Natural language region descriptions
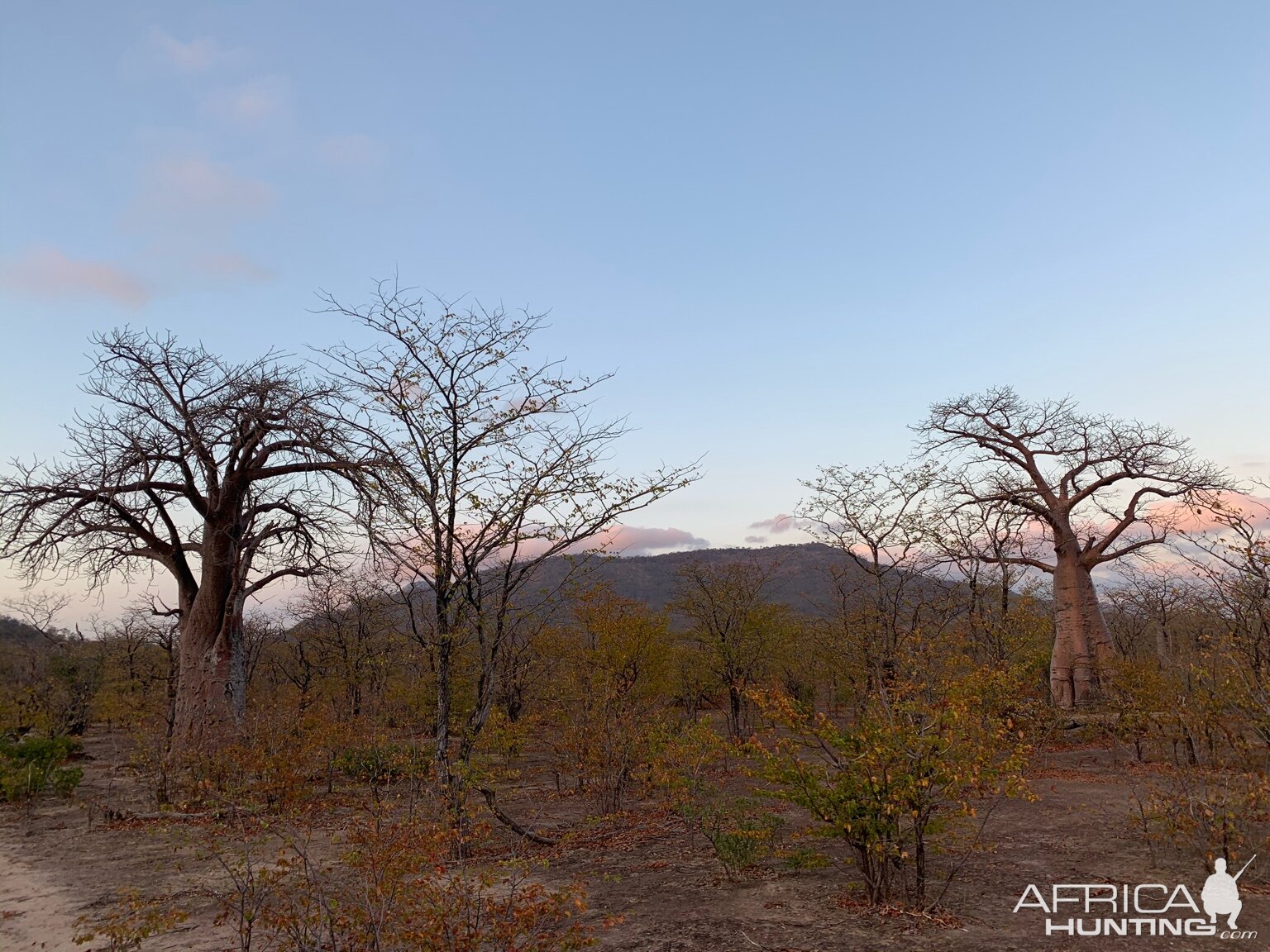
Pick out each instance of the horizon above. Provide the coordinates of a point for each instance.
(789, 232)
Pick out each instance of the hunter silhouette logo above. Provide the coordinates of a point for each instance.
(1090, 909)
(1220, 895)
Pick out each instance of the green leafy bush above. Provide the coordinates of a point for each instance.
(35, 764)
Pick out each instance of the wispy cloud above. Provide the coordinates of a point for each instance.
(779, 523)
(230, 268)
(187, 56)
(352, 151)
(260, 103)
(191, 208)
(50, 274)
(198, 191)
(637, 540)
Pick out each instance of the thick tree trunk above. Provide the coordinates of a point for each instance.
(1082, 645)
(211, 689)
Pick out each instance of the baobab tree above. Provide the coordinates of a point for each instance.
(220, 476)
(495, 466)
(1091, 488)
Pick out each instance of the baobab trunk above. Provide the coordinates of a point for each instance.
(211, 688)
(1082, 644)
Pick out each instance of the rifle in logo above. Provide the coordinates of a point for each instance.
(1220, 895)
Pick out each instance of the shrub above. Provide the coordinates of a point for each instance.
(35, 764)
(900, 781)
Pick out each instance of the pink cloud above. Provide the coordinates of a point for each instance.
(199, 189)
(637, 540)
(49, 274)
(191, 56)
(781, 522)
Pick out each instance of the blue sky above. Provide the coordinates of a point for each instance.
(788, 227)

**What to produce:** All lines from the one containing "Pick out each instance of the rifle" through the end of the data, and no others, are to be given again word for word.

**Written response:**
Pick out each instance of the rifle in logo above. Provide the coordinates of a point for each instance.
(1220, 895)
Pick out each instance of the shrub above. Provide the coordinates of a point for each instance.
(35, 764)
(900, 781)
Pick out each instance of the pink cloud above. Provide the coordinates of a point for each instance.
(199, 189)
(637, 540)
(49, 274)
(191, 56)
(781, 522)
Pick out each instance of the blue sky above. Provide the coordinates of a point for each instance.
(788, 227)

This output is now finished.